### GOAL OF THE EXERCISE
Copy out all of the material below word for word, but leave out the pictures.
※ ※ ※
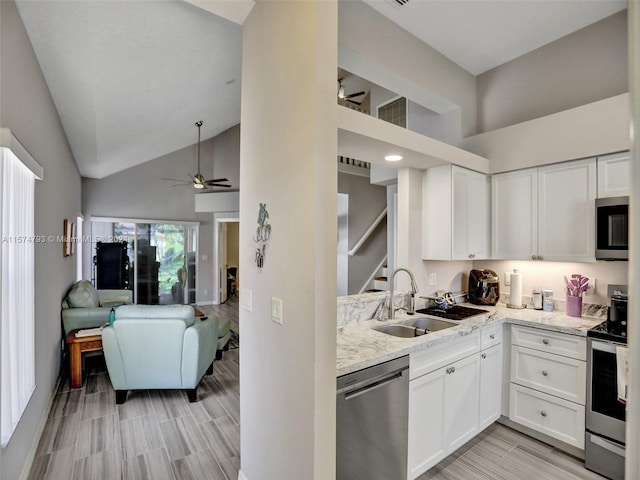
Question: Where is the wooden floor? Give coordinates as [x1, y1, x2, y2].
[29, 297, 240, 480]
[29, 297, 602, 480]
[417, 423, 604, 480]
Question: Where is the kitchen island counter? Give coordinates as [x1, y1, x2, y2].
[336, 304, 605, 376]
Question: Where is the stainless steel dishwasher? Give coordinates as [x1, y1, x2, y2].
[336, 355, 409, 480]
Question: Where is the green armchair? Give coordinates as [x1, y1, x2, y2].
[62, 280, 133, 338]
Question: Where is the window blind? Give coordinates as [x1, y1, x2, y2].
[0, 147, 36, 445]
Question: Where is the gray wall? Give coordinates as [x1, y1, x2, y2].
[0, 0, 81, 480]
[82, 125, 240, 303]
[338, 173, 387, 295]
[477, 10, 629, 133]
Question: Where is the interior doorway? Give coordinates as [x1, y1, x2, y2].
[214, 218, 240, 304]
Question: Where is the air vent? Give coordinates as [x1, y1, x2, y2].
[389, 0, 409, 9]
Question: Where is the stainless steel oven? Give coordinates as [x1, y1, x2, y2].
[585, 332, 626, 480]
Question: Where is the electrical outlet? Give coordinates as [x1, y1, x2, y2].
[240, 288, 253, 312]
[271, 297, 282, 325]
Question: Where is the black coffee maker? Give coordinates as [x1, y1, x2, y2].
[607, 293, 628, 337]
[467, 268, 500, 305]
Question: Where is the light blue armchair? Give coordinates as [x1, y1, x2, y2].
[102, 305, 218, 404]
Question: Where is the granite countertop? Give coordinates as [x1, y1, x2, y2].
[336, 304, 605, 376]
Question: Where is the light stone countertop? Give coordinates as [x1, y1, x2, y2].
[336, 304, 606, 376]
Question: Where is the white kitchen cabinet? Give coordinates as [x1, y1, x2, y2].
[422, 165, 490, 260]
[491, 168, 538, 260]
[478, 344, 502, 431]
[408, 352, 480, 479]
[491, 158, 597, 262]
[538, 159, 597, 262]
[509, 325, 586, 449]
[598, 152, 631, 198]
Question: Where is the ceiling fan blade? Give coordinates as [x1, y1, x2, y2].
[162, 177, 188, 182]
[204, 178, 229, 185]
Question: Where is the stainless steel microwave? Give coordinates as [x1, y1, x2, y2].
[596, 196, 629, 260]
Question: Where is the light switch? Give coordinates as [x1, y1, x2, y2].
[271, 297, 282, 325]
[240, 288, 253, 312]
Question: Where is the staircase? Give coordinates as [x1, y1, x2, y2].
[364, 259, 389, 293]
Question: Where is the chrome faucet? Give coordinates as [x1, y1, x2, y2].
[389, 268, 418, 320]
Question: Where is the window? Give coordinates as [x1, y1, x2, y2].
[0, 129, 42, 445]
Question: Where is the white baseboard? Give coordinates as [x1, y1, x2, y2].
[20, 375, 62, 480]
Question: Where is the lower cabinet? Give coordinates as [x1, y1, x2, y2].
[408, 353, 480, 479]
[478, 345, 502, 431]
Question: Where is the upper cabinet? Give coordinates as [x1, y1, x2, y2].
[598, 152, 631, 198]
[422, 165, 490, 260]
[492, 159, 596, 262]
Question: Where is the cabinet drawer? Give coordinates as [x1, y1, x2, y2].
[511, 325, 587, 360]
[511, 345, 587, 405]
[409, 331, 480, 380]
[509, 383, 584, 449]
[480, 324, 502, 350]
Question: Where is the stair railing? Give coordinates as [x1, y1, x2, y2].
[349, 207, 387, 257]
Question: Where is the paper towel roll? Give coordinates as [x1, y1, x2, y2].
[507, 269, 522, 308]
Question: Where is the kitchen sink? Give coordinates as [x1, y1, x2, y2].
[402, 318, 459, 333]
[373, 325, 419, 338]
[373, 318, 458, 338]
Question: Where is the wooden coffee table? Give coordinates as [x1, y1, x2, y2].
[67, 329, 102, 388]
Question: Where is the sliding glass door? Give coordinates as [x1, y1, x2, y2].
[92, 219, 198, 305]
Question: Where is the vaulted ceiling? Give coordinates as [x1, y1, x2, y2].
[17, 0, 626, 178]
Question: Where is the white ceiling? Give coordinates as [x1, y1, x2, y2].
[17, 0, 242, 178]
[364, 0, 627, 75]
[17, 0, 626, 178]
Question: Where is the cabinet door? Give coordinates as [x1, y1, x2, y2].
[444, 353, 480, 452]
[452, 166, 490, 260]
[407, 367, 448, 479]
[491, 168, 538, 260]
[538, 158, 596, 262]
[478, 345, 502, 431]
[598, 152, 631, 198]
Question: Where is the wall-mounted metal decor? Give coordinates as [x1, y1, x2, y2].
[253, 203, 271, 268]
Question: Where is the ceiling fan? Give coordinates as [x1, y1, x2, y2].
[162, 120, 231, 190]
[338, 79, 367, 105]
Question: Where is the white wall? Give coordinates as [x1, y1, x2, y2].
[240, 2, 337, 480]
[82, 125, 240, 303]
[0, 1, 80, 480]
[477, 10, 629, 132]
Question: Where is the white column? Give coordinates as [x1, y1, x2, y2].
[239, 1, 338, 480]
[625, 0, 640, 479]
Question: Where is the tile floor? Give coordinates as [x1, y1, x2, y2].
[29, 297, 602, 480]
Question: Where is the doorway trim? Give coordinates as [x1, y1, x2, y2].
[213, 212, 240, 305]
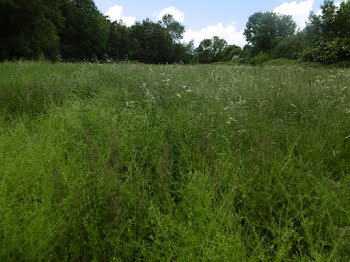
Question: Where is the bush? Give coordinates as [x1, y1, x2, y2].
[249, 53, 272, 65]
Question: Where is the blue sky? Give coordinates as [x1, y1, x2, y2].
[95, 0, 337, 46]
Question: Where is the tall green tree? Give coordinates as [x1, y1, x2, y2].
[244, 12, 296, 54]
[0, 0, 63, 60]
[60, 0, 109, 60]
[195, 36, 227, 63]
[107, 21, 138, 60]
※ ※ ※
### WRITTEN ANSWER
Question: Where is the wooden floor? Give coordinates as [x1, y1, x2, y2].
[29, 297, 240, 480]
[29, 297, 602, 480]
[417, 423, 604, 480]
Question: Where is the kitchen island counter? Give coordinates as [x1, y1, x2, y2].
[336, 304, 605, 376]
Question: Where is the stainless steel dishwasher? Give coordinates as [x1, y1, x2, y2].
[336, 355, 409, 480]
Question: Where is the green armchair? Give coordinates as [x1, y1, x2, y2].
[62, 280, 133, 338]
Question: Where is the window blind? Give coordinates as [x1, y1, x2, y2].
[0, 147, 36, 445]
Question: Where is the gray wall? Give coordinates as [x1, y1, x2, y2].
[0, 0, 81, 480]
[82, 125, 240, 303]
[338, 173, 387, 295]
[477, 10, 629, 133]
Question: Where is the interior doorway? Give coordinates as [x1, y1, x2, y2].
[214, 218, 240, 304]
Question: Where is the air vent? Give coordinates as [x1, y1, x2, y2].
[389, 0, 409, 9]
Question: Where is the stainless steel oven? Give coordinates as [x1, y1, x2, y2].
[585, 332, 626, 480]
Question: Where is the electrical outlet? Give coordinates as [x1, y1, x2, y2].
[240, 288, 253, 312]
[271, 297, 282, 325]
Question: Where is the black coffee maker? Give coordinates as [x1, y1, x2, y2].
[607, 293, 628, 337]
[467, 268, 500, 305]
Question: Where is the light blue armchair? Give coordinates as [x1, y1, x2, y2].
[102, 305, 218, 404]
Question: Where is the granite countertop? Give coordinates as [x1, y1, x2, y2].
[336, 304, 605, 376]
Question: Where is the light stone countertop? Give coordinates as [x1, y1, x2, y2].
[336, 304, 606, 376]
Question: Where is the white kitchen cabinet? Give coordinates as [x1, y1, x2, y2].
[422, 165, 490, 260]
[491, 168, 538, 260]
[478, 344, 502, 431]
[408, 352, 480, 479]
[491, 158, 597, 262]
[538, 159, 597, 262]
[509, 325, 586, 449]
[598, 152, 631, 198]
Question: Where is the ceiling fan blade? Give coordinates as [x1, y1, x2, y2].
[162, 177, 188, 182]
[204, 178, 229, 185]
Question: Where is the stainless steel microwave? Give coordinates as [x1, y1, x2, y2].
[596, 196, 629, 260]
Question: Where is the light switch? Give coordinates as [x1, y1, x2, y2].
[271, 297, 282, 325]
[240, 288, 253, 312]
Question: Where is the staircase? Give coordinates as [x1, y1, x2, y2].
[364, 259, 389, 293]
Question: Where is the chrome faucet? Give coordinates as [x1, y1, x2, y2].
[389, 268, 418, 320]
Question: Where is the window? Give coordinates as [x1, y1, x2, y2].
[0, 129, 42, 445]
Question: Where is the white baseboard? Give coordinates as [x1, y1, x2, y2].
[20, 375, 62, 480]
Question: Where is the lower cabinet? Give coordinates as [x1, y1, x2, y2].
[408, 353, 480, 479]
[478, 345, 502, 431]
Question: Where is the upper cabinet? Give coordinates as [x1, y1, x2, y2].
[598, 152, 631, 198]
[422, 165, 490, 260]
[492, 159, 596, 262]
Question: Where is the cabinet drawer? Give coordinates as [x1, y1, x2, y2].
[511, 325, 587, 360]
[511, 345, 587, 405]
[409, 331, 480, 380]
[509, 383, 584, 449]
[480, 324, 502, 350]
Question: Where is the stair railing? Give coordinates as [x1, y1, x2, y2].
[349, 207, 387, 257]
Question: Where is the paper towel roll? Give coordinates as [x1, y1, x2, y2].
[507, 269, 522, 308]
Question: Where is the kitchen sink? Give coordinates as [x1, y1, x2, y2].
[402, 318, 459, 333]
[373, 325, 419, 338]
[373, 318, 458, 338]
Question: Where is the wooden coffee table? Give coordinates as [x1, y1, x2, y2].
[67, 329, 102, 388]
Question: Where is the sliding glass door? Give coordinates as [x1, y1, x2, y2].
[92, 219, 198, 305]
Question: Where is the vaulted ceiling? Give coordinates as [x1, y1, x2, y2].
[17, 0, 626, 178]
Question: Where is the white ceiling? Give coordinates as [x1, y1, x2, y2].
[17, 0, 242, 178]
[364, 0, 627, 75]
[17, 0, 626, 178]
Question: Where is the cabinet door? Give coordinates as [x1, y1, x2, y2].
[444, 353, 480, 452]
[452, 166, 490, 260]
[407, 367, 448, 479]
[491, 168, 538, 260]
[538, 158, 596, 262]
[478, 345, 502, 431]
[598, 152, 631, 198]
Question: Where is the wall-mounted metal decor? Give coordinates as [x1, y1, x2, y2].
[253, 203, 271, 268]
Question: Where is the ceiling fan? Give coordinates as [x1, y1, x2, y2].
[162, 120, 231, 190]
[338, 79, 367, 105]
Question: Where is the white wall? Give coordinates as [x1, y1, x2, y2].
[240, 2, 337, 480]
[82, 125, 240, 303]
[0, 1, 80, 480]
[477, 10, 629, 132]
Question: Where is the white column? Give coordinates as [x1, y1, x2, y2].
[239, 1, 338, 480]
[625, 0, 640, 479]
Question: Where is the tile floor? Give coordinates as [x1, y1, x2, y2].
[29, 297, 602, 480]
Question: Where is the doorway trim? Give coordinates as [x1, y1, x2, y2].
[213, 212, 240, 305]
Question: Where is the bush? Give coordinates as [x1, y1, x2, y2].
[249, 53, 272, 65]
Question: Where is the blue sky? Give coordinates as [x1, y1, x2, y2].
[95, 0, 337, 46]
Question: Where is the tall green tree? Give coordinates as [x1, y1, x2, y2].
[244, 12, 296, 54]
[0, 0, 63, 60]
[60, 0, 109, 60]
[195, 36, 227, 63]
[107, 21, 138, 60]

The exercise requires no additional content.